**The request**
Copy all of the entries below word for word, leaving the pictures out of your copy.

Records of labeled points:
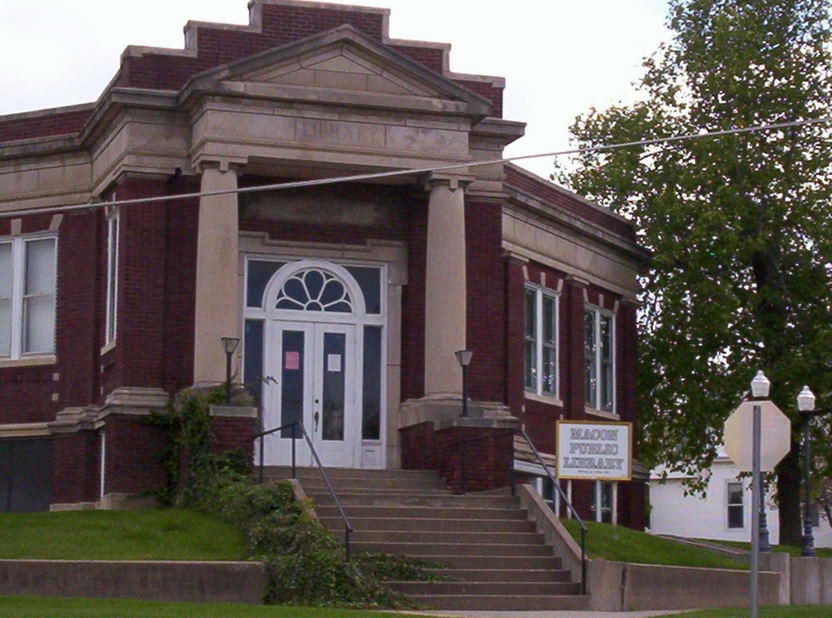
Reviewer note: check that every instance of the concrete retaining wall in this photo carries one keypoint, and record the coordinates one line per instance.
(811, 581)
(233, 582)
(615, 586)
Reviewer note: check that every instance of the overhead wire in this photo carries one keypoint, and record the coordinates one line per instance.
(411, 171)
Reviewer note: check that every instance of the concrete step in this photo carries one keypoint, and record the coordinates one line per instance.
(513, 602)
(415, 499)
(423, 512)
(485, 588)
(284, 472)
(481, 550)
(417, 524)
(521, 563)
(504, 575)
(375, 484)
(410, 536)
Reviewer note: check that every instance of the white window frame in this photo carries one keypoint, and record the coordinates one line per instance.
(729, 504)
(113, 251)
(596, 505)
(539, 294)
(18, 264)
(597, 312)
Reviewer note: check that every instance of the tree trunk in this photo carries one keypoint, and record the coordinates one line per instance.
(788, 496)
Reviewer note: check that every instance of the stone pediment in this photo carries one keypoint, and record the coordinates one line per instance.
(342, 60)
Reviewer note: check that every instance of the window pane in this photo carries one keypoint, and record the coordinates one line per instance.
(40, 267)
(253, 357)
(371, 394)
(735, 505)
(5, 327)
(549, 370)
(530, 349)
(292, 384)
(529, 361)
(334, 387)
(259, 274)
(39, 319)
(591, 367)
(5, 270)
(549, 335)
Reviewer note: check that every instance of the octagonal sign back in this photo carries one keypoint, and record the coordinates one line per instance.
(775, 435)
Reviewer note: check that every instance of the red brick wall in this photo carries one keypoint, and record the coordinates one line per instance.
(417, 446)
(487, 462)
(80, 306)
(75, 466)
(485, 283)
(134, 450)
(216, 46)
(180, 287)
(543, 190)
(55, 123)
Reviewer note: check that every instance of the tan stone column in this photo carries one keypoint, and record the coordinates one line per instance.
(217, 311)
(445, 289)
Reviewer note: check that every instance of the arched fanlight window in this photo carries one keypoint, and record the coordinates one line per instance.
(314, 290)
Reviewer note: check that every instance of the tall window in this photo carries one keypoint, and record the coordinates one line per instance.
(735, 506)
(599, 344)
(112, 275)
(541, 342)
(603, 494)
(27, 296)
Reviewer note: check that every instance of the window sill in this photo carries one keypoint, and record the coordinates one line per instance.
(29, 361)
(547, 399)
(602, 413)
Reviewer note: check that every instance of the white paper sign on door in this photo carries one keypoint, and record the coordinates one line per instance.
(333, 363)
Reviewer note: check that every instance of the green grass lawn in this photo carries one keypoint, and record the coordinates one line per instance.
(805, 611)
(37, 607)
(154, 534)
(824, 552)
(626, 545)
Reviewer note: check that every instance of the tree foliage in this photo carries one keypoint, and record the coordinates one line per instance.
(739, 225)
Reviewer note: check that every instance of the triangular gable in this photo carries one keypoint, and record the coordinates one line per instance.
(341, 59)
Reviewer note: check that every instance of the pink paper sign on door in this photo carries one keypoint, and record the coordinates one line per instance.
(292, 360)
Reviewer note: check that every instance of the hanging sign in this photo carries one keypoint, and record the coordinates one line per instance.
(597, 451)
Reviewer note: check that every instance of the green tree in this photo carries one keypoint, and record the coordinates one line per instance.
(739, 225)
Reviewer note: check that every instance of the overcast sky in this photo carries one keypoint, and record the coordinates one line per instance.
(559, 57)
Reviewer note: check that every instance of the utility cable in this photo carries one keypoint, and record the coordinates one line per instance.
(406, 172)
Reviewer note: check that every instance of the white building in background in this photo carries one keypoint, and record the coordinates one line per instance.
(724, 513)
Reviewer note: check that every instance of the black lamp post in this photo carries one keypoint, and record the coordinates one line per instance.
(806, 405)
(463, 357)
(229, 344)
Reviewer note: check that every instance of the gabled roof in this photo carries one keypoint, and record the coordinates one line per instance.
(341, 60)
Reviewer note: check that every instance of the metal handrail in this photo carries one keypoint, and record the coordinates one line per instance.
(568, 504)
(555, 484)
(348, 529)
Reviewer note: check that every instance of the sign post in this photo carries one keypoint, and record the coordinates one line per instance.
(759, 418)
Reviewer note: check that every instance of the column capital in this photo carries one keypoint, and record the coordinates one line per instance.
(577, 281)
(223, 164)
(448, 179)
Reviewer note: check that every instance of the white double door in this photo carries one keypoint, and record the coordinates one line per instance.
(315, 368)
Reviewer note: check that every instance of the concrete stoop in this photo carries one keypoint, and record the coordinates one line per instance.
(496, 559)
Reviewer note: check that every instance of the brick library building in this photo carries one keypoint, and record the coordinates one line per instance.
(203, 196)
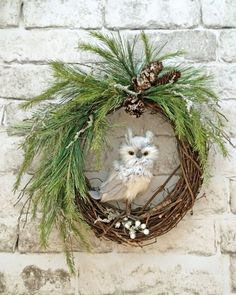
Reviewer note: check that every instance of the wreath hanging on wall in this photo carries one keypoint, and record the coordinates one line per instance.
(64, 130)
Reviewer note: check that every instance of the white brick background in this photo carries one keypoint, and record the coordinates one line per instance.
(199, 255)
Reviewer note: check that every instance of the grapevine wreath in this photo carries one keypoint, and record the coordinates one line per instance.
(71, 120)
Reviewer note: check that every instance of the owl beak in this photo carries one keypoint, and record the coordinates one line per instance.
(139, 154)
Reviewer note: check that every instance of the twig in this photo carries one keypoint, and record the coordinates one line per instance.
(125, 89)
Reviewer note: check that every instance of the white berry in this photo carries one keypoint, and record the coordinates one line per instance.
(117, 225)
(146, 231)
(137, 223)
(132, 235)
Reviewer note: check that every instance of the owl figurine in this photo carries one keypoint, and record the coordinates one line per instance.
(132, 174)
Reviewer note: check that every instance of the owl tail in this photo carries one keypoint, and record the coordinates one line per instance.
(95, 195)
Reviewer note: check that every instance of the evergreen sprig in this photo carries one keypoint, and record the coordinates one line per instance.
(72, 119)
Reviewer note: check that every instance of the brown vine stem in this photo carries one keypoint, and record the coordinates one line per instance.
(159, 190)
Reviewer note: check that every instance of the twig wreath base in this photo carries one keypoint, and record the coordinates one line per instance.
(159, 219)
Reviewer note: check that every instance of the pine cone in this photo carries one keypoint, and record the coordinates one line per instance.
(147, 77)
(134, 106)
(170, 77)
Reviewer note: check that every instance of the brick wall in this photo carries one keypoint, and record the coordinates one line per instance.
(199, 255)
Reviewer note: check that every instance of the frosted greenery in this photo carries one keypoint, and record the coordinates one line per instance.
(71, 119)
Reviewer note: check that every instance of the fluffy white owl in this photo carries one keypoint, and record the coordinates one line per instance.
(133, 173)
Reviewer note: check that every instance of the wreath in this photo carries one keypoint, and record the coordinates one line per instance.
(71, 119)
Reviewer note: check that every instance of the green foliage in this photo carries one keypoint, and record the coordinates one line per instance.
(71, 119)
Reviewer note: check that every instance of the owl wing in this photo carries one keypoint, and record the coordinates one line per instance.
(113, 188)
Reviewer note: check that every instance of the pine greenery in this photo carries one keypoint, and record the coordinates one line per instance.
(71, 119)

**Response**
Reviewer note: check that every instance of the concrete retaining wall in this photo carries one keypoint, and record the coordinates one line per instance.
(811, 581)
(233, 582)
(615, 586)
Reviewer note: check that every instance of the overhead wire in this photo carries one keypoint, and record the coordinates one line per instance.
(411, 171)
Reviewer note: check that every instance of the concrete step in this photo carries one keypoint, and record the coordinates one line per instance.
(513, 602)
(415, 499)
(423, 512)
(485, 588)
(284, 472)
(481, 550)
(417, 524)
(521, 563)
(504, 575)
(375, 484)
(410, 536)
Reviewer note: check that every instance of the white window frame in this photo carries one keypoint, and record the coordinates one line per instance.
(729, 504)
(113, 251)
(596, 505)
(539, 294)
(18, 264)
(597, 312)
Reviewer note: check that every instance of the tree trunk in this photo carries one keypoint, and record the coordinates one line per instance.
(788, 496)
Reviewer note: check that every instance of the stone pediment in this photo carries one keypoint, and record the coordinates one line per instance.
(342, 60)
Reviewer note: check that every instance of the window pane in this photo carries one keypoint, and record the coordinates one line per instance.
(40, 267)
(253, 357)
(371, 394)
(735, 505)
(5, 327)
(549, 370)
(530, 349)
(292, 384)
(529, 361)
(334, 387)
(259, 274)
(39, 319)
(591, 367)
(5, 270)
(549, 335)
Reviewer note: check that every instance of the octagonal sign back in this photo carries one keypoint, and record the coordinates one line per instance.
(775, 435)
Reviewer note: check that every instance of the red brick wall in this photo carries one keypoint, and record the coordinates one line per instance.
(417, 446)
(487, 462)
(80, 306)
(75, 466)
(485, 283)
(134, 450)
(216, 46)
(180, 287)
(543, 190)
(55, 123)
Reviewer note: check that every instance of the tan stone column in this photo carries one keypoint, and record the coordinates one line per instance.
(217, 311)
(445, 289)
Reviewer note: check that every instance of the arched fanlight window in this photo carries one keypoint, and record the coordinates one line per instance.
(314, 290)
Reviewer note: check that every instance of the tall window in this photo carries one keypoint, and record the coordinates one line per instance.
(735, 506)
(599, 344)
(112, 275)
(541, 342)
(603, 494)
(27, 296)
Reviewer note: check that every instance of the window sill in this photo carries one keypoint, and record the coordinates one line per instance.
(29, 361)
(547, 399)
(602, 413)
Reviewer note: check that every instance of the white paper sign on door in this photo carries one keypoint, and record the coordinates one line per instance.
(333, 363)
Reviewer note: check that every instance of the green grass lawn in this photo carries one keypoint, and record the coordinates one line per instance.
(805, 611)
(37, 607)
(154, 534)
(824, 552)
(626, 545)
Reviewer note: check that every instance of the tree foliage in this photo carries one keypoint, and record the coordinates one line per instance.
(739, 225)
Reviewer note: check that every instance of the triangular gable in this photo carries one keypoint, and record the coordinates one line per instance.
(341, 59)
Reviewer note: check that every instance of the pink paper sign on door in this photo carries one keypoint, and record the coordinates one line per instance.
(292, 360)
Reviewer note: check that every instance of the hanging sign in this photo carries one keypoint, and record the coordinates one line per instance.
(597, 451)
Reviewer note: check that every instance of the green tree in this photo carries one keypoint, and record the coordinates one line per instance.
(739, 225)
Reviewer note: check that every instance of the overcast sky in this photo carries one keypoint, and record the coordinates one line per instance.
(559, 57)
Reviewer note: check that every instance of the utility cable in this photo carries one keypoint, and record the coordinates one line per instance.
(406, 172)
Reviewer note: check that every instance of the white building in background in this photo carries one keypoint, and record the coordinates one line per instance.
(724, 513)
Reviewer note: check that every instance of the black lamp post in this photo carries one keypoint, and record the coordinates one line per instance.
(806, 405)
(463, 357)
(229, 344)
Reviewer note: check that every instance of the gabled roof in this photo carries one keypoint, and record the coordinates one line per instance.
(341, 60)
Reviewer note: check that every instance of the metal handrail in this photo carries one keypoint, and record the coordinates one line per instance.
(568, 504)
(555, 484)
(348, 529)
Reviewer note: check that every instance of the sign post in this photo carries one keypoint, and record the coordinates one line per instance.
(759, 418)
Reviewer note: check that every instance of the column capital in this photo carries one keypoint, and record the coordinates one line per instance.
(577, 281)
(223, 164)
(448, 179)
Reviewer note: check that every instance of the white double door in this photo carries one keypoint, and record the coordinates one line per instance.
(315, 368)
Reviewer note: check that every instance of the concrete stoop in this photo carries one keypoint, and record the coordinates one line per instance.
(496, 559)
Reviewer note: check that every instance of the brick library building in this photo carries one keypoint, and record the coordinates one line per instance.
(203, 196)
Reviewer note: check that every instance of the wreath hanging on wall in this photo carries one keypoint, and record the coordinates one line per instance.
(64, 130)
Reviewer note: check that every instance of the white brick background in this photo carries one keypoint, and record the coordinates one line per instance.
(199, 255)
Reviewer note: check that every instance of the grapevine wreath in this photo carries one keypoint, and record the coordinates one line per instance.
(71, 120)
Reviewer note: check that every instance of the owl beak in this photo carries one keypoint, and record the coordinates one line per instance.
(139, 154)
Reviewer note: check that every instance of the twig in this photo carries one keypoint, and record the coordinates one line per instance.
(125, 89)
Reviewer note: check that every instance of the white berry in this photo carries one keypoint, and record the coordinates one line per instance.
(117, 225)
(146, 231)
(137, 223)
(132, 235)
Reviewer note: check that every instance of the owl figurine in this photo carries one keypoint, and record the coordinates one line per instance.
(132, 174)
Reviewer note: check that every instance of the owl tail in this photo carries one keypoint, and record the coordinates one line per instance.
(95, 195)
Reviewer note: check that every instance of the evergreen sprig in this photo carries one keypoint, and record the coordinates one line per instance.
(72, 119)
Reviewer note: check that every instance of the brown vine stem in this photo carries one keypoint, and record the coordinates one line per instance.
(159, 190)
Reviewer note: check that every instance of the twig wreath base in this photo carries one keypoint, and record the coordinates one line per instance.
(159, 219)
Reviewer note: check that every instance of the pine cone in this photo carries one keypoint, and record the coordinates one line per instance.
(147, 77)
(134, 106)
(170, 77)
Reviewer note: check that every instance of the brick wall in this photo carries one keypoint, and record the coordinates one line per instance.
(199, 255)
Reviewer note: check that every instance of the frosted greenery in this photo carries one keypoint, and record the coordinates one line per instance.
(71, 119)
Reviewer note: check that every instance of the fluffy white owl in this photo carries one keypoint, and record the coordinates one line per instance.
(133, 173)
Reviewer note: check that every instance of the wreath in this photo carries one keypoint, and record the coordinates one line per instance.
(71, 119)
Reviewer note: check that every instance of the green foliage in this photo carries one keypoint, and record the coordinates one line per instance.
(71, 119)
Reviewer note: check that every instance of the owl wing in this photo carries one keypoint, and record the coordinates one line per instance.
(113, 188)
Reviewer note: check that every instance of the pine greenery in this photo carries one keypoint, and record the coordinates one line per instance.
(71, 119)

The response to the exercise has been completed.